> WHAT IS REQUIRED
Copy word for word, and only, the lines below from the one with "What part of this image shows the concrete floor?" through the last.

> STORED DATA
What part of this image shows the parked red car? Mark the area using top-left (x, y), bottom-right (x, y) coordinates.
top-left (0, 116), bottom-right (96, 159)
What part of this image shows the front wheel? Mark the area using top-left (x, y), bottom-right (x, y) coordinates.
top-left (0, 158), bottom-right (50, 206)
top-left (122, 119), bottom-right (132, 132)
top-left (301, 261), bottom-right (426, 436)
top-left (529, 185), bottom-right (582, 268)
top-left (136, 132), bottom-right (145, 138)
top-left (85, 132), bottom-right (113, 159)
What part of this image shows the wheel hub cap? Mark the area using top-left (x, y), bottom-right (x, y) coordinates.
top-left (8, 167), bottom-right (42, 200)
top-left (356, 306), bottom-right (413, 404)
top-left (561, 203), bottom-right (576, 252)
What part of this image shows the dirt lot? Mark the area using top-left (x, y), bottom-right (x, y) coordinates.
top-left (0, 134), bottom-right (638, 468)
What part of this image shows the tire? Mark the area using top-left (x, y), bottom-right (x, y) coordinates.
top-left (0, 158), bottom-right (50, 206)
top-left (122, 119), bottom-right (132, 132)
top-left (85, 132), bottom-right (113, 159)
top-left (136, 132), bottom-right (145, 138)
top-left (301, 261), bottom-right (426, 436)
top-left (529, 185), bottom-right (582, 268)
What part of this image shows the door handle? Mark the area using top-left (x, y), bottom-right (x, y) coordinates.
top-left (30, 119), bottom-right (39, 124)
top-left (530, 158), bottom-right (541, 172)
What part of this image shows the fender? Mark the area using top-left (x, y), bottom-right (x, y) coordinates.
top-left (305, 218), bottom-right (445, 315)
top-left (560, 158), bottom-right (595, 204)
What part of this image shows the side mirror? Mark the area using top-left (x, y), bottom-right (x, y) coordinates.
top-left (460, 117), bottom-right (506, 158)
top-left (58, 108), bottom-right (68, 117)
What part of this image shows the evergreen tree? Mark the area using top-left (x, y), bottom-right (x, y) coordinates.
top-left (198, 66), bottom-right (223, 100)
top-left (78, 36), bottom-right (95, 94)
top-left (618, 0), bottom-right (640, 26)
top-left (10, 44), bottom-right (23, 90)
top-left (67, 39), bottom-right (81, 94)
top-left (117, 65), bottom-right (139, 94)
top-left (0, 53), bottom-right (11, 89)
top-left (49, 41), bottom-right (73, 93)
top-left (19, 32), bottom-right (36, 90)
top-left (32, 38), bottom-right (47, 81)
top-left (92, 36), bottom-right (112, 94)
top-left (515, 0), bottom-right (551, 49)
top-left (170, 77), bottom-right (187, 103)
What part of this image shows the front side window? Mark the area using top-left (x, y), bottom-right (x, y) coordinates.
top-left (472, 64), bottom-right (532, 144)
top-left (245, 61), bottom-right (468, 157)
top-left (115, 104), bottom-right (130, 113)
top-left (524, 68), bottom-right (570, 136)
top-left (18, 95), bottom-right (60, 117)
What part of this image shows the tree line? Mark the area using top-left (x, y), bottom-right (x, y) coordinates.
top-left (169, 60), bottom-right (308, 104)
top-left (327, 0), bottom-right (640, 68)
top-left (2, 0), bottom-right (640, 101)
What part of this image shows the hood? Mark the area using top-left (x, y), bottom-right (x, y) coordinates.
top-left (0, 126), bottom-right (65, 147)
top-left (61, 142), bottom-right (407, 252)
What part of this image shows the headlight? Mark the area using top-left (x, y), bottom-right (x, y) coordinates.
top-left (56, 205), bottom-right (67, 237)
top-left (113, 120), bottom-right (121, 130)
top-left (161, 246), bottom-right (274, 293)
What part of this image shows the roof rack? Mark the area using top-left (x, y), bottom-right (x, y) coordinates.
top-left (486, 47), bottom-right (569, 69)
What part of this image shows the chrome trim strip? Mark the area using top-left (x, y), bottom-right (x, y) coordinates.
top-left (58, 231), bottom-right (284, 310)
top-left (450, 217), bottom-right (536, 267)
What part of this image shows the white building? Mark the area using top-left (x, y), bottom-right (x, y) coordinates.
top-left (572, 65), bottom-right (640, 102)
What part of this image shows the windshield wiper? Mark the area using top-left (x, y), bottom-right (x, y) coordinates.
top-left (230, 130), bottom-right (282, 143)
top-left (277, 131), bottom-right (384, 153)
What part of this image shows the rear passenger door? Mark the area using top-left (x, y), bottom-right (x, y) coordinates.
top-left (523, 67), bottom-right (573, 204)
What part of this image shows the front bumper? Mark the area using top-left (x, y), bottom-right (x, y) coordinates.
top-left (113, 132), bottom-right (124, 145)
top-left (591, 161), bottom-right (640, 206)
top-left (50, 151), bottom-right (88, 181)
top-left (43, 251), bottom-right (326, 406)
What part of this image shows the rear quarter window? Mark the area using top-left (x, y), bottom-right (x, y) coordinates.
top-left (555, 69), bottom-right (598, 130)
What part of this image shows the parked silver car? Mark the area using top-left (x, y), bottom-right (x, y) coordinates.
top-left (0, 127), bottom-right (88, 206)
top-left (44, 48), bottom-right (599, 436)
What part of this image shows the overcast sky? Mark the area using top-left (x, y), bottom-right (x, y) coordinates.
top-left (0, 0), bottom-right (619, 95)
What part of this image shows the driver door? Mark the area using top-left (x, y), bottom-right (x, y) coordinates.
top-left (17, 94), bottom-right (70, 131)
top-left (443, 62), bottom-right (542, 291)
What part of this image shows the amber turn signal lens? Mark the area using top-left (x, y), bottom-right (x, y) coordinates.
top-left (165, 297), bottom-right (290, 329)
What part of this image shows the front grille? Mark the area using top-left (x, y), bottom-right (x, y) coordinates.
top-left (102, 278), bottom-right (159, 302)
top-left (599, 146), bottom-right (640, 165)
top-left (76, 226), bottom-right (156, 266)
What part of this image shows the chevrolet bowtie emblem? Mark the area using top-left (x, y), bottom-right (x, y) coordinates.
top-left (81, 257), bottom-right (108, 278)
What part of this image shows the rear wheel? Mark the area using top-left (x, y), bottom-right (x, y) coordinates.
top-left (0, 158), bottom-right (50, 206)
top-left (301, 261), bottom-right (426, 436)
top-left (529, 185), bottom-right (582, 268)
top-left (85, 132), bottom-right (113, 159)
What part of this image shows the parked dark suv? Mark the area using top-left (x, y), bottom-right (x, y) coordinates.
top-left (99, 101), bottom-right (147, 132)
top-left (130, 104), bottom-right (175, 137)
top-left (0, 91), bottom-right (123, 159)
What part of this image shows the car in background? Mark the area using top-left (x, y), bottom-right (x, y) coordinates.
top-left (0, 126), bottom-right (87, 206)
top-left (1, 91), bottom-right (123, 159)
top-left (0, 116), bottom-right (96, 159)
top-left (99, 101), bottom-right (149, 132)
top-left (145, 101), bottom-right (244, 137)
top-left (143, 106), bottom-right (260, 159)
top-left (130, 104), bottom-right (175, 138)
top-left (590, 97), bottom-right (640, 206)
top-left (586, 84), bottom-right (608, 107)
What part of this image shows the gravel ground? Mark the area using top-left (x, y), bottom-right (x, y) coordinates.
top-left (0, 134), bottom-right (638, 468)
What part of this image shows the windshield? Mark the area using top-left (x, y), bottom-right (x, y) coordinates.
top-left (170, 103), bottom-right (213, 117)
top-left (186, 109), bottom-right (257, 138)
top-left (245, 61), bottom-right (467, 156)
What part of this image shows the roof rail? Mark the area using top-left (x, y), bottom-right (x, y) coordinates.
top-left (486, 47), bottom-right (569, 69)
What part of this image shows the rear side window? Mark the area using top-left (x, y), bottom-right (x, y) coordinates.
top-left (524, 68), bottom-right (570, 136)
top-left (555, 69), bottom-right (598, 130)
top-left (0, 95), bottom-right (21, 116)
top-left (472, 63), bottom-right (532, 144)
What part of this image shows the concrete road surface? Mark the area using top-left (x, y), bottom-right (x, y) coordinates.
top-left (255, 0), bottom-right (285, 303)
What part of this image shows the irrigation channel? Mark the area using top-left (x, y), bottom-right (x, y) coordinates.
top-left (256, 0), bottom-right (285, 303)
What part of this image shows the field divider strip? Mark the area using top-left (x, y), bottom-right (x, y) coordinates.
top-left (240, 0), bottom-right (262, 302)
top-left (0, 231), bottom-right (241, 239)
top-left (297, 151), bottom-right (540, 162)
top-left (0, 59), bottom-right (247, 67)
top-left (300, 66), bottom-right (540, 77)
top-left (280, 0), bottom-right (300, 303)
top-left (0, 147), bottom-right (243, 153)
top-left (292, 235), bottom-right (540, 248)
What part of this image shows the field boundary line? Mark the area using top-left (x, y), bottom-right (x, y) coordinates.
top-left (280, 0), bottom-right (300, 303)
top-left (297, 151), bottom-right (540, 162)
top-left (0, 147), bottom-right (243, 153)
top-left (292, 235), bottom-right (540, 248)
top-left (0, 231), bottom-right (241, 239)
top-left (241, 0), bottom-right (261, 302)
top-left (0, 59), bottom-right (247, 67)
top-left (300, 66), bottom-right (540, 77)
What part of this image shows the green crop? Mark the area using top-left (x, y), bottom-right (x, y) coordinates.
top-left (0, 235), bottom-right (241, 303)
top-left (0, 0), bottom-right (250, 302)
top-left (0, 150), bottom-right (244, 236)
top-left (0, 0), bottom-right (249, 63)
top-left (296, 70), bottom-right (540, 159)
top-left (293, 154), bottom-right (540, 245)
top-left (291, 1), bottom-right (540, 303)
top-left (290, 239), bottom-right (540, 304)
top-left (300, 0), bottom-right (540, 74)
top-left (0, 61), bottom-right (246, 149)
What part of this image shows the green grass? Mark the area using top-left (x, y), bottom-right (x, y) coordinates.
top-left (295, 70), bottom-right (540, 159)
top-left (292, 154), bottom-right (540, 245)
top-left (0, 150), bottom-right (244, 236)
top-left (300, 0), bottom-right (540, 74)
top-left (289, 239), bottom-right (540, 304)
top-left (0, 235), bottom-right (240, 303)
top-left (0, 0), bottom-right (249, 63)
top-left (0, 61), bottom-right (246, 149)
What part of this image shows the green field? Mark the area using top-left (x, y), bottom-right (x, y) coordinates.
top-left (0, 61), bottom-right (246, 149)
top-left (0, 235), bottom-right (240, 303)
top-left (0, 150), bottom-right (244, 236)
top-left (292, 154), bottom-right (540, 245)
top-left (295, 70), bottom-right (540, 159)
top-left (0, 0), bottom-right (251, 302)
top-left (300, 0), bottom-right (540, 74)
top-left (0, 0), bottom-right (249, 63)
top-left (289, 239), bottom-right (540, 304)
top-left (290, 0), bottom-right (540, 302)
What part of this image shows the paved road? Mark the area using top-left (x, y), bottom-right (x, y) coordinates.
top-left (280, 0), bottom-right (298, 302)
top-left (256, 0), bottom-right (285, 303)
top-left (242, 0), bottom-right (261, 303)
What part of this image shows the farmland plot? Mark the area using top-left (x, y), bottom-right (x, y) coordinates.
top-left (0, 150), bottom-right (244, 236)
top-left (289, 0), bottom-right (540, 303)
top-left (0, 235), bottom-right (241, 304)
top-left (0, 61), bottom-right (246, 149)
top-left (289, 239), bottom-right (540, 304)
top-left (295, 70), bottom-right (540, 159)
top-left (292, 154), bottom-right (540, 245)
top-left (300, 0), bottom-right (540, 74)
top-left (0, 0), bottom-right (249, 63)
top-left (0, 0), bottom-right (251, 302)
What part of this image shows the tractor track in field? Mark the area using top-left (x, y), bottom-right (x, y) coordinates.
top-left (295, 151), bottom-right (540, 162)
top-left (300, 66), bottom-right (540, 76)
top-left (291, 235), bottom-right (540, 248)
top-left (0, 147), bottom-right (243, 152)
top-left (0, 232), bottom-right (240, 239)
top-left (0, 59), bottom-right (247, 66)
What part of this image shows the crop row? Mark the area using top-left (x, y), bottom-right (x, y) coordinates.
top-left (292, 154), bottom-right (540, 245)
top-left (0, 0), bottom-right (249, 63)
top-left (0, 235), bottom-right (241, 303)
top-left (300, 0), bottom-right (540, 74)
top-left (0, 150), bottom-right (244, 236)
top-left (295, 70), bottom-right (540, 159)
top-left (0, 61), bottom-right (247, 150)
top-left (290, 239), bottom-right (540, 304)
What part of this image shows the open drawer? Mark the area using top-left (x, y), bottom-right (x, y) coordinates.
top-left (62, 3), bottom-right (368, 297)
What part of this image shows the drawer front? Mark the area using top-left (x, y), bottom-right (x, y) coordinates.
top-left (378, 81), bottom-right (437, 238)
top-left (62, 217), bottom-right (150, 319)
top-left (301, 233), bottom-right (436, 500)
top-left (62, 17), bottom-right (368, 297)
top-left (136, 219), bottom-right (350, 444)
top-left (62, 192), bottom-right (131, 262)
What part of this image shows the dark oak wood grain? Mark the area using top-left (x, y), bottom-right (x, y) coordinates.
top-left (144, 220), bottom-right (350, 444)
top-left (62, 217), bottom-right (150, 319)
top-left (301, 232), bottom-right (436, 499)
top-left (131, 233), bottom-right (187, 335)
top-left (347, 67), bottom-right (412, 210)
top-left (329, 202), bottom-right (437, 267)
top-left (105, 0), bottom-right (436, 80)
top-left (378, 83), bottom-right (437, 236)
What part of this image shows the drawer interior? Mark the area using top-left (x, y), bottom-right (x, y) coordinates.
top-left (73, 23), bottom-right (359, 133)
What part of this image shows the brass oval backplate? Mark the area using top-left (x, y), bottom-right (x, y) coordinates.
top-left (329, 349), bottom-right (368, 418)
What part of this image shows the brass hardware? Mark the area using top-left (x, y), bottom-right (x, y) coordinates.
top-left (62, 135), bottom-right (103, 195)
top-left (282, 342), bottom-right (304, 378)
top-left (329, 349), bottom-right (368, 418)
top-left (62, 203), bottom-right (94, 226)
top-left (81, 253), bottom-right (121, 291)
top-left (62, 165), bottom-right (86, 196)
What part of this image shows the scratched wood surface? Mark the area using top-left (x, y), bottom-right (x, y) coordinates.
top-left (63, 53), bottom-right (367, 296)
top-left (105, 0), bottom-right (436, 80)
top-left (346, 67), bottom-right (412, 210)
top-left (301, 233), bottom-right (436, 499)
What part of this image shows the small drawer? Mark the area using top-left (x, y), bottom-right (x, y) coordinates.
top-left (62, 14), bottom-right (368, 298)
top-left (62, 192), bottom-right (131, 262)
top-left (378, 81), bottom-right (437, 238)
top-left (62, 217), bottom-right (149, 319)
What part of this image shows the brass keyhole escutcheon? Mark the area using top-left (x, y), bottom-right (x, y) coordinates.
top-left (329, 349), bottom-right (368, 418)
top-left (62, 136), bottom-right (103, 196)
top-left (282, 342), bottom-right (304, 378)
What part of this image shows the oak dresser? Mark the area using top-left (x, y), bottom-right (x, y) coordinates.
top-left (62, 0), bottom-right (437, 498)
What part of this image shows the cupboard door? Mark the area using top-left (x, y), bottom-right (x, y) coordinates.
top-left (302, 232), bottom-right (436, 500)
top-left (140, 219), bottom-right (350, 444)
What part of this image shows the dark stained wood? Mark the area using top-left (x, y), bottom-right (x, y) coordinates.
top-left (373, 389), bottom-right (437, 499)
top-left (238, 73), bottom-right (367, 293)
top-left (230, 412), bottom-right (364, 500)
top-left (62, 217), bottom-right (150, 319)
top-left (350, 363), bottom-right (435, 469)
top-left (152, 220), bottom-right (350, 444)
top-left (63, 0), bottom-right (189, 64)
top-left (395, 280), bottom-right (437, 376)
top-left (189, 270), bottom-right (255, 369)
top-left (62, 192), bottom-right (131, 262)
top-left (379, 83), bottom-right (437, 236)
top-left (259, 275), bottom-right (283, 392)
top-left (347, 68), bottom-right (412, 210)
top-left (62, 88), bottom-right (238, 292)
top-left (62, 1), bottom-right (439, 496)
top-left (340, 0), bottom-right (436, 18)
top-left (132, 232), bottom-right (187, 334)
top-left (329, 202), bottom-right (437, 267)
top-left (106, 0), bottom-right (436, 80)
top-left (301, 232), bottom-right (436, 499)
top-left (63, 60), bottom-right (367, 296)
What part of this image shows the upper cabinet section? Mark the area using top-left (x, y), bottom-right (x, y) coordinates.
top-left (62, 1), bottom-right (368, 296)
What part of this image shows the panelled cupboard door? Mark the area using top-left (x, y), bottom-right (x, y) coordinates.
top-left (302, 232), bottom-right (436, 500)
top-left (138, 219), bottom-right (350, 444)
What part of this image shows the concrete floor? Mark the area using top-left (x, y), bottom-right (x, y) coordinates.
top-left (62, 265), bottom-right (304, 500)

> EXERCISE RESULT
What part of this image shows the concrete floor? Mark the area using top-left (x, y), bottom-right (x, y) coordinates.
top-left (62, 265), bottom-right (304, 500)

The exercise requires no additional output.